> _Excerpt_
+++++

Category Badge Points Badge Solves Badge

Prompt

Sometimes, what's more important is not what you have, but what you're missing.

Attachment

Files

  • attachment.zip - Challenge attachment
    • challenge.zip - Challenge zip
      • 00.txt - Gadbsy Chapter I
      • ...
      • 25.txt - Gadsby Chapter XXVI
  • compression_test.zip - Rezipped Gadsby chapters
    • 00.txt - Gadbsy Chapter I
    • ...
    • 25.txt - Gadsby Chapter XXVI
  • solve.py - Challenge solver
  • visualize.py - Huffman tree image generator
  • flag.txt - Flag

Solution

Where To Look

File Contents?

+++++

> _Problems_
**1.** List every .zip archive named in the file tree of the challenge page.
**2.** Continue the challenge page from its final heading, "File Contents?", by writing the next part of the Solution section.

+++++

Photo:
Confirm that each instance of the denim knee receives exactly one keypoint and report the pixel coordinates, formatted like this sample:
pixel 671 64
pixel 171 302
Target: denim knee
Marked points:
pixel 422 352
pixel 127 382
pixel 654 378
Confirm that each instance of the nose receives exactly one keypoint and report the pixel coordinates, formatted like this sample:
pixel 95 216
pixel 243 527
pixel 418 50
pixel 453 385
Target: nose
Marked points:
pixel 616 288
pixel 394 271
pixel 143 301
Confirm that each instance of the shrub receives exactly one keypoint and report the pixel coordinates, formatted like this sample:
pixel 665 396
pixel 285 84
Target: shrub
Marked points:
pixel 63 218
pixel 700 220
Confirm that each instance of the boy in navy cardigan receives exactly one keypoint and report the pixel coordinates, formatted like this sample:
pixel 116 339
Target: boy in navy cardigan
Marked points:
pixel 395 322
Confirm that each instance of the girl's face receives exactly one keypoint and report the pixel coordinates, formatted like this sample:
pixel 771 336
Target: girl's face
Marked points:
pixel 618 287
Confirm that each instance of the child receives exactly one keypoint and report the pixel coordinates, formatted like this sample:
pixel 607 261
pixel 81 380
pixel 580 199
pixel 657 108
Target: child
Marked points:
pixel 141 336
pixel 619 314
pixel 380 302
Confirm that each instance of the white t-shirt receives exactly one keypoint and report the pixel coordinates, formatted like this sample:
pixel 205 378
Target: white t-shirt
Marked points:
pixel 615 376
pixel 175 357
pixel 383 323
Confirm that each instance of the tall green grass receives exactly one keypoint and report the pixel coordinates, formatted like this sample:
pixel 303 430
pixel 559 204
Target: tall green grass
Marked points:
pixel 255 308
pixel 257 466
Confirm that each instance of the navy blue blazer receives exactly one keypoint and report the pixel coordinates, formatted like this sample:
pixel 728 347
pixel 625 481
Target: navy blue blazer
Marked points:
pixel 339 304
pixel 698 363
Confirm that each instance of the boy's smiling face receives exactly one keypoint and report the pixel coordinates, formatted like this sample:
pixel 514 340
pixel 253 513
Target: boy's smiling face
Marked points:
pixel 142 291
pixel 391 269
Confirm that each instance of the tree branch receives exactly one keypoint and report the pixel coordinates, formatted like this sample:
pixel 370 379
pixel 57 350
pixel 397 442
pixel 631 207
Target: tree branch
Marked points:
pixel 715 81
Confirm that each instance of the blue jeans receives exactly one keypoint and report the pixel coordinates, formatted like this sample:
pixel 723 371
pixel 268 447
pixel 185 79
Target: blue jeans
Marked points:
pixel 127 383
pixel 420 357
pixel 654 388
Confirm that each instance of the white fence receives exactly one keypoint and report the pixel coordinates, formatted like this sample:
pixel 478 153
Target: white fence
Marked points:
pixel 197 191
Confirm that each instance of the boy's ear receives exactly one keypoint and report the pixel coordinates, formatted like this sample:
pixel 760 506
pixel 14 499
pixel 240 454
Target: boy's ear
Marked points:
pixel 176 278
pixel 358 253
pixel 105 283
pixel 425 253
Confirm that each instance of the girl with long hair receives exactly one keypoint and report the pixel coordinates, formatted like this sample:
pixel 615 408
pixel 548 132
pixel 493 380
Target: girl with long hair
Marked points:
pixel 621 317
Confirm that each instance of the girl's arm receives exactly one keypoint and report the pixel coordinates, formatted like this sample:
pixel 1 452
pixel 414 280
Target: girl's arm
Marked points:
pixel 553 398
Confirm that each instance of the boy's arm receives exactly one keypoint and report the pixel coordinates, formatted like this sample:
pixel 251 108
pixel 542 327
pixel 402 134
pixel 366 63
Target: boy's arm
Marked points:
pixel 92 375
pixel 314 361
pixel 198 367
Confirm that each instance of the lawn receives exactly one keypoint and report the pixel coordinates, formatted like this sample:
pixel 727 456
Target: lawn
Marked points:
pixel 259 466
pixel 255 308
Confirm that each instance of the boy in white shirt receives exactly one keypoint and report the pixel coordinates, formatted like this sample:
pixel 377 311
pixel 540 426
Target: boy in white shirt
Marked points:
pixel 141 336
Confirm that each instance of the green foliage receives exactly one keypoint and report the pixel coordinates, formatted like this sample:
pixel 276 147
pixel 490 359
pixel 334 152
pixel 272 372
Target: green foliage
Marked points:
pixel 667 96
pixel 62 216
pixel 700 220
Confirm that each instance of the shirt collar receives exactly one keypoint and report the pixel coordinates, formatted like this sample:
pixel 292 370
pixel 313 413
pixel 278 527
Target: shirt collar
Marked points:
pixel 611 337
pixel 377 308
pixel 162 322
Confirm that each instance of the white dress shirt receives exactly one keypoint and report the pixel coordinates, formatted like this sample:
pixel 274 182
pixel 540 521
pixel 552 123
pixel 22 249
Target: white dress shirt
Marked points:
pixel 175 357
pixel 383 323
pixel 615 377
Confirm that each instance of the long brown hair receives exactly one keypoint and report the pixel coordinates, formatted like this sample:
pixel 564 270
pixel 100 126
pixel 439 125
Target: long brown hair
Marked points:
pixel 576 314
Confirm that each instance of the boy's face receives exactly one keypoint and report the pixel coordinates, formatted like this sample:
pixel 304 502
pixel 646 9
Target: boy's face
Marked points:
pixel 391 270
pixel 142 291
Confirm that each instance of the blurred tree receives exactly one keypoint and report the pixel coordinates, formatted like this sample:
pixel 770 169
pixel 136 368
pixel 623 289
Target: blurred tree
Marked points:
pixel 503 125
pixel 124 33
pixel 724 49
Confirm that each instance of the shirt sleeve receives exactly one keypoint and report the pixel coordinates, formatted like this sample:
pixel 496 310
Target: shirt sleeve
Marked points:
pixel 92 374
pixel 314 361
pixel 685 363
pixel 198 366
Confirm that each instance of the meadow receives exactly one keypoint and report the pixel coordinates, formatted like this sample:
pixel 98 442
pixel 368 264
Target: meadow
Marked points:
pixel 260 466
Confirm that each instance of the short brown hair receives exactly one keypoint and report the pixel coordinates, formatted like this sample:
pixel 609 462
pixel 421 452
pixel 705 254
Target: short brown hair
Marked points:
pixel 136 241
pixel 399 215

+++++

> _Task answers_
**1.** attachment.zip, challenge.zip, compression_test.zip

**2.**
Downloading and unzipping the attachment gives us challenge.zip, and unzipping that gives us 25 text files:

$ unzip attachment.zip
Archive:  attachment.zip
 extracting: challenge.zip

$ unzip challenge.zip
Archive:  challenge.zip
  inflating: 00.txt
  inflating: 01.txt
  inflating: 02.txt
  inflating: 03.txt
  inflating: 04.txt
  inflating: 05.txt
  inflating: 06.txt
  inflating: 07.txt
  inflating: 08.txt
  inflating: 09.txt
  inflating: 10.txt
  inflating: 11.txt
  inflating: 12.txt
  inflating: 13.txt
  inflating: 14.txt
  inflating: 15.txt
  inflating: 16.txt
  inflating: 17.txt
  inflating: 18.txt
  inflating: 19.txt
  inflating: 20.txt
  inflating: 21.txt
  inflating: 22.txt
  inflating: 23.txt
  inflating: 24.txt
  inflating: 25.txt
$ head 00.txt
I


IF YOUTH, THROUGHOUT ALL HISTORY, HAD HAD A CHAMPION TO STAND UP FOR
IT; TO SHOW A DOUBTING WORLD THAT A CHILD CAN THINK; AND, POSSIBLY,
DO IT PRACTICALLY; YOU WOULDN'T CONSTANTLY RUN ACROSS FOLKS TODAY
WHO CLAIM THAT "A CHILD DON'T KNOW ANYTHING." A CHILD'S BRAIN STARTS
FUNCTIONING AT BIRTH; AND HAS, AMONGST ITS MANY INFANT CONVOLUTIONS,
THOUSANDS OF DORMANT ATOMS, INTO WHICH GOD HAS PUT A MYSTIC POSSIBILITY
FOR NOTICING AN ADULT'S ACT, AND FIGURING OUT ITS PURPORT.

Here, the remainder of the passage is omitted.